*Exercise brief*
Give back the entries in full, exactly as they are written.

Content starts

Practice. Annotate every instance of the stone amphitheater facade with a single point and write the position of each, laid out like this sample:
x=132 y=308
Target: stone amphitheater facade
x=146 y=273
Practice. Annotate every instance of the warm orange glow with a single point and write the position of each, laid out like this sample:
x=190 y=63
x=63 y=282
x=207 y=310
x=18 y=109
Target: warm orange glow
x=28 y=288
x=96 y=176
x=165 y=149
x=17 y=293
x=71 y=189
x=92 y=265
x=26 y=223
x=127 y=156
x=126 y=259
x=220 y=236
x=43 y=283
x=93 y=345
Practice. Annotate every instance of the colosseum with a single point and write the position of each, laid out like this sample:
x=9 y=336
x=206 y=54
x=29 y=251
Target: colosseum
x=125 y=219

Content ends

*The completed task*
Practice. Annotate every instance of the stone amphitheater facade with a single point and write the position of each, laid out like this sample:
x=132 y=308
Target: stone amphitheater facade
x=146 y=273
Practice. Annotate every instance of the warm orange glow with a single point and write the position of each, laid out like this sample:
x=190 y=63
x=63 y=282
x=207 y=310
x=18 y=109
Target: warm orange glow
x=28 y=288
x=96 y=176
x=165 y=149
x=17 y=293
x=71 y=189
x=92 y=265
x=26 y=223
x=127 y=156
x=126 y=259
x=220 y=236
x=43 y=283
x=93 y=345
Practice. Annotate every instance of the colosseum with a single point and write the position of each, laid out like this sample:
x=9 y=336
x=206 y=54
x=29 y=251
Target: colosseum
x=125 y=219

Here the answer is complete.